= Task prompt =
Continue the news story about Portland businesses checking the IDs of alcohol buyers, picking up after its final sentence.

= Extract =

○ ○ ○ ○ ○ ○ ○

PORTLAND (AP) – Don’t be surprised if you’re carded – even if you’re 40 – while ordering drinks or buying beer at area businesses.
Following a recent undercover sting of 35 Portland bars and convenience stores that led to 20 summonses for selling alcohol to underage customers, a number of establishments are now being more vigilant in who they ask for identification.
At the Flatbread Co. restaurant, the owners now have employees card anyone ordering drinks who looks under 40.
“You know, the way people are aging these days, with plastic surgery, we upped it to 40 for the hell of it,” said Flatbread’s managing partner, Bob Morgan.
Concerns about underage drinking led the Maine Legislature to pass a law in 2005 that requires identification from alcohol buyers of alcohol who look under 27.
Many stores, bars and restaurants go by that benchmark, but are free to raise the bar to any age they want.

○ ○ ○ ○ ○ ○ ○

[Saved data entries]
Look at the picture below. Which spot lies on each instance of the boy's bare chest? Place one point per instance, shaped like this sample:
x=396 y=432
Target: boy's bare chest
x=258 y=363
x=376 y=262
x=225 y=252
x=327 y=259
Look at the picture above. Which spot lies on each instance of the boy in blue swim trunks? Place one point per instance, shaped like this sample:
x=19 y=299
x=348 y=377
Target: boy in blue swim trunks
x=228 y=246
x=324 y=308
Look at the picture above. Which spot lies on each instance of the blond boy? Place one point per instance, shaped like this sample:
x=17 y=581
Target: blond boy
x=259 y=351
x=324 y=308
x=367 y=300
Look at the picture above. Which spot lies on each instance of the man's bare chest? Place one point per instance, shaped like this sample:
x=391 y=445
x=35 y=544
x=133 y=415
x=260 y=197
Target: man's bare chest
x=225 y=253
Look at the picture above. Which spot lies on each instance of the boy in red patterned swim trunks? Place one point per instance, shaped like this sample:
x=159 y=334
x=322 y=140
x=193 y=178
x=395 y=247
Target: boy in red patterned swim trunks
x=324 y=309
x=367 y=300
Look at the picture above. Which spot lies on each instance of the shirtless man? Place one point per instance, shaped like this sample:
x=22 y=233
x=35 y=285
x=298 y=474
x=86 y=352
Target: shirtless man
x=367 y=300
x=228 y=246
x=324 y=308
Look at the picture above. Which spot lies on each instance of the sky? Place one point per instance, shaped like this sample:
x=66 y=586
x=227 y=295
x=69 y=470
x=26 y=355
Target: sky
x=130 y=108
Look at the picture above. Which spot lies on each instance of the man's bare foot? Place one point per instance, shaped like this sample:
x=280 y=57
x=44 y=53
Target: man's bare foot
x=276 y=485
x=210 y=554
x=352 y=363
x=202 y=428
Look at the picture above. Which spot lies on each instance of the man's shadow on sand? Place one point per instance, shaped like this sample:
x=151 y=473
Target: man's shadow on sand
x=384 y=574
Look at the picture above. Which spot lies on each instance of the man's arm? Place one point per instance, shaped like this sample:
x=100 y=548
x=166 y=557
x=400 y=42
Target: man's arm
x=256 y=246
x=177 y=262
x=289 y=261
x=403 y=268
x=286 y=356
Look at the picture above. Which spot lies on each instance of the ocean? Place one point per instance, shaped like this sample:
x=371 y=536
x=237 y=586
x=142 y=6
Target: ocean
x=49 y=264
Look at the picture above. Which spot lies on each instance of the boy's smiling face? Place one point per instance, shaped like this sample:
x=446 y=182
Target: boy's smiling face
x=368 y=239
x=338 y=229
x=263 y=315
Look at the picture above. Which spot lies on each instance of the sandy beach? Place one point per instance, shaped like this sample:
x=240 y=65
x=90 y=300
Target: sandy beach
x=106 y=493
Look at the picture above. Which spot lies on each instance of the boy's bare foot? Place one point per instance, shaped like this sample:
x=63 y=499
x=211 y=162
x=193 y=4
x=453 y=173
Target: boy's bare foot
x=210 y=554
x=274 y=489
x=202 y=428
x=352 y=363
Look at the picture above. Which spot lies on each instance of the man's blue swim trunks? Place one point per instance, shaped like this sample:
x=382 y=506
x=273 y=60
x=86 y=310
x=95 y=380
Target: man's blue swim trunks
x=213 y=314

○ ○ ○ ○ ○ ○ ○

= Exercise answer =
The Portland Sea Dogs card all people who want to buy beer or wine at Hadlock Field, regardless of age.
Charlie Eshbach, Sea Dogs president and general manager, said the policy protects the company should law enforcement ever catch a minor drinking in the stands.
“They know we’re carding everybody,” Eshbach said. “The presumption would be that somebody else gave it to them.”
Becca Matusovich of the state Office of Substance Abuse agrees that people these days are looking younger than their true ages, making bartenders’ jobs harder.